> _TASK DIRECTIONS_:
Rewrite all of the records below as a Markdown table with two columns, Row and Text, giving each line its own numbered row and omitting blank lines. Leave the pictures out of the table.

> _DATA SECTION_:
## Start

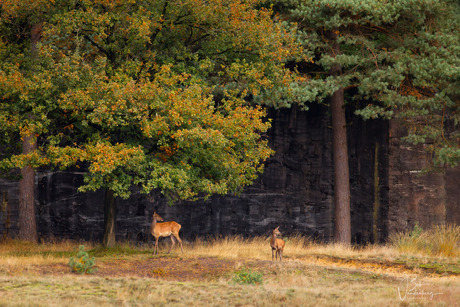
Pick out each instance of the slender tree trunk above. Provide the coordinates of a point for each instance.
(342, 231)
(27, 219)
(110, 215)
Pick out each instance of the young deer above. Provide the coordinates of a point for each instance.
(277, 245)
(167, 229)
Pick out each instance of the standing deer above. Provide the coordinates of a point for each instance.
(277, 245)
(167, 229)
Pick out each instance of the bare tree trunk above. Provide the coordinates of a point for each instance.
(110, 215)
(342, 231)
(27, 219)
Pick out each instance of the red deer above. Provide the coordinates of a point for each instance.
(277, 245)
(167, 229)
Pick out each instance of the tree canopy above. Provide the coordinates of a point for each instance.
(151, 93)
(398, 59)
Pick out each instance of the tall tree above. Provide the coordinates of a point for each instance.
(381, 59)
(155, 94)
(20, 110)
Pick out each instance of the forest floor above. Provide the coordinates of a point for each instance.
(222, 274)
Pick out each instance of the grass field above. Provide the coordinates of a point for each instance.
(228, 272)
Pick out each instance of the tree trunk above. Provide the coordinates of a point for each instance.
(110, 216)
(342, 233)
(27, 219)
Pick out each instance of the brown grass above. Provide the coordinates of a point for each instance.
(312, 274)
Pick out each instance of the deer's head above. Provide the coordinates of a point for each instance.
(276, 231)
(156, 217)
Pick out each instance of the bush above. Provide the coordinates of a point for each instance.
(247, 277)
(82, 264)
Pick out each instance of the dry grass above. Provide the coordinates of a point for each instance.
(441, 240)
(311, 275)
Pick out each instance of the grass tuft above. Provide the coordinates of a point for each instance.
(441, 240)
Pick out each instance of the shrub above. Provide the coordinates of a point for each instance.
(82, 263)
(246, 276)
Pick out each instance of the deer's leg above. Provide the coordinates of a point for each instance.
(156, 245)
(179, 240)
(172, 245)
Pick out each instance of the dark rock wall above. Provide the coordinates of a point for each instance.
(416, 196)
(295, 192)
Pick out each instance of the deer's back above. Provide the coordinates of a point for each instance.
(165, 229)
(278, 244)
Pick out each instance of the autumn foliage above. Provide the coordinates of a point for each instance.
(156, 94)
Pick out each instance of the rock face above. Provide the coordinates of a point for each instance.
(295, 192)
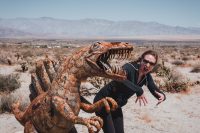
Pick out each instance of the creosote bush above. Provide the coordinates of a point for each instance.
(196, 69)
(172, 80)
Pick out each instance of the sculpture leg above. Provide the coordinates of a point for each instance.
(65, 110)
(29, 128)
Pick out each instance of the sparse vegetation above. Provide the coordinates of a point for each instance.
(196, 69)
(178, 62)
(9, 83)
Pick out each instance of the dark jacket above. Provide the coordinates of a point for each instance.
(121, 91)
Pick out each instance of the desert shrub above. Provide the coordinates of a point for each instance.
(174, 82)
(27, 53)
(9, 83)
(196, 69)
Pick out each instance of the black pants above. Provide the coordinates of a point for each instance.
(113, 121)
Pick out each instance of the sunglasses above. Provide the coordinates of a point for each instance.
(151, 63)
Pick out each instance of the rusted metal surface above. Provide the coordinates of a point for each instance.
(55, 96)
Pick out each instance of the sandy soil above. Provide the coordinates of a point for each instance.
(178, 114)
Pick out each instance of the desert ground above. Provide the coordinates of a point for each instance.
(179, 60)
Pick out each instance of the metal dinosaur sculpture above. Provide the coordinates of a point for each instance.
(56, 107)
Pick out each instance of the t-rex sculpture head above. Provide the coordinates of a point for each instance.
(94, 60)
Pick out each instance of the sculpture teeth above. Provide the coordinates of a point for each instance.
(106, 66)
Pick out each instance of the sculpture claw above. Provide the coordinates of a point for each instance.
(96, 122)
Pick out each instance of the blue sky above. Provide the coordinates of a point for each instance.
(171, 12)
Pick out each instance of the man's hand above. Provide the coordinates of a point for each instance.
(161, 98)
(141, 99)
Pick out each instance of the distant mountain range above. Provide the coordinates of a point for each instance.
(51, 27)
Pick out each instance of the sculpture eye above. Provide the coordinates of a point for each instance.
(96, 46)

## End

> _ANSWER TO THE PROBLEM_:
| Row | Text |
|---|---|
| 1 | Pick out each instance of the slender tree trunk above. Provide the coordinates of a point for each instance. |
| 2 | (342, 231) |
| 3 | (27, 219) |
| 4 | (110, 215) |
| 5 | Pick out each instance of the young deer above. Provide the coordinates of a point for each instance. |
| 6 | (277, 245) |
| 7 | (167, 229) |
| 8 | Pick out each instance of the standing deer above. Provide the coordinates of a point for each instance. |
| 9 | (277, 245) |
| 10 | (167, 229) |
| 11 | Pick out each instance of the bare tree trunk above. Provide the coordinates of a point for each instance. |
| 12 | (110, 215) |
| 13 | (342, 231) |
| 14 | (27, 219) |
| 15 | Pick out each instance of the red deer above. Provide the coordinates of a point for each instance. |
| 16 | (277, 245) |
| 17 | (167, 229) |
| 18 | Pick out each instance of the tree canopy above. Provide the coordinates of a point for each instance. |
| 19 | (151, 93) |
| 20 | (398, 59) |
| 21 | Pick out each instance of the tall tree above. Provide the coordinates of a point for each instance. |
| 22 | (381, 59) |
| 23 | (155, 94) |
| 24 | (20, 110) |
| 25 | Pick out each instance of the forest floor above. Provide the coordinates of a point for each instance. |
| 26 | (222, 274) |
| 27 | Pick out each instance of the grass field above. Provide the coordinates of a point for each instance. |
| 28 | (228, 272) |
| 29 | Pick out each instance of the tree trunk above. Provide the coordinates of a point for each instance. |
| 30 | (110, 216) |
| 31 | (342, 233) |
| 32 | (27, 219) |
| 33 | Pick out each instance of the brown grass above. Provide the coordinates of a point for each instance. |
| 34 | (312, 274) |
| 35 | Pick out each instance of the deer's head above. Provide the coordinates of a point for each instance. |
| 36 | (276, 231) |
| 37 | (156, 217) |
| 38 | Pick out each instance of the bush above. Provide the coordinates of a point for each instance. |
| 39 | (247, 277) |
| 40 | (82, 264) |
| 41 | Pick out each instance of the dry grass above. Provide the coordinates of a point for each instance. |
| 42 | (441, 240) |
| 43 | (311, 275) |
| 44 | Pick out each instance of the grass tuft above. Provide the coordinates of a point for each instance. |
| 45 | (441, 240) |
| 46 | Pick out each instance of the shrub above. Provide the coordinates of a point for each instance. |
| 47 | (82, 263) |
| 48 | (246, 276) |
| 49 | Pick out each instance of the deer's leg above. Provide the coordinates of a point for each instance. |
| 50 | (156, 245) |
| 51 | (179, 240) |
| 52 | (172, 245) |
| 53 | Pick out each instance of the dark rock wall above. Provide the coordinates of a point for each instance. |
| 54 | (416, 196) |
| 55 | (295, 192) |
| 56 | Pick out each instance of the deer's back above. Provide the coordinates of a point for each instance. |
| 57 | (165, 229) |
| 58 | (278, 244) |
| 59 | Pick out each instance of the autumn foliage above. Provide the coordinates of a point for each instance. |
| 60 | (156, 94) |
| 61 | Pick out each instance of the rock face above. Provide the coordinates of a point for each instance. |
| 62 | (295, 192) |
| 63 | Pick out each instance of the creosote bush above. Provide the coordinates of a point for each instance. |
| 64 | (196, 69) |
| 65 | (172, 80) |
| 66 | Pick out each instance of the sculpture leg above. Provide the coordinates of a point for each instance. |
| 67 | (65, 110) |
| 68 | (29, 128) |
| 69 | Pick out each instance of the sparse vegetation above. Provide the coordinates of a point for each instance. |
| 70 | (196, 69) |
| 71 | (178, 62) |
| 72 | (9, 83) |
| 73 | Pick out each instance of the dark jacket above. Provide the coordinates of a point for each instance. |
| 74 | (121, 91) |
| 75 | Pick out each instance of the desert shrub above. Provide the coordinates of a point for each instance. |
| 76 | (174, 82) |
| 77 | (27, 53) |
| 78 | (9, 83) |
| 79 | (196, 69) |
| 80 | Pick out each instance of the black pants above. Provide the coordinates of a point for each instance. |
| 81 | (113, 121) |
| 82 | Pick out each instance of the sunglasses above. Provide the coordinates of a point for each instance. |
| 83 | (151, 63) |
| 84 | Pick out each instance of the rusted metal surface above. Provide the coordinates of a point for each instance. |
| 85 | (55, 96) |
| 86 | Pick out each instance of the sandy soil above. Provide the coordinates of a point for each instance. |
| 87 | (178, 114) |
| 88 | Pick out each instance of the desert ground above. Provide the coordinates of a point for each instance. |
| 89 | (179, 60) |
| 90 | Pick out each instance of the metal dinosaur sculpture above. Provide the coordinates of a point for each instance. |
| 91 | (56, 107) |
| 92 | Pick out each instance of the t-rex sculpture head above. Provide the coordinates of a point for each instance. |
| 93 | (94, 60) |
| 94 | Pick out each instance of the sculpture teeth above. Provide the coordinates of a point for each instance. |
| 95 | (106, 66) |
| 96 | Pick out each instance of the sculpture claw above. Provide the coordinates of a point for each instance. |
| 97 | (96, 122) |
| 98 | Pick out each instance of the blue sky above. Provide the coordinates of a point for each instance. |
| 99 | (171, 12) |
| 100 | Pick out each instance of the man's hand above. Provide the coordinates of a point for each instance. |
| 101 | (161, 98) |
| 102 | (141, 99) |
| 103 | Pick out each instance of the distant mountain range above. Provide the coordinates of a point for each instance. |
| 104 | (51, 27) |
| 105 | Pick out each instance of the sculpture eye above. Provide the coordinates of a point for each instance. |
| 106 | (96, 46) |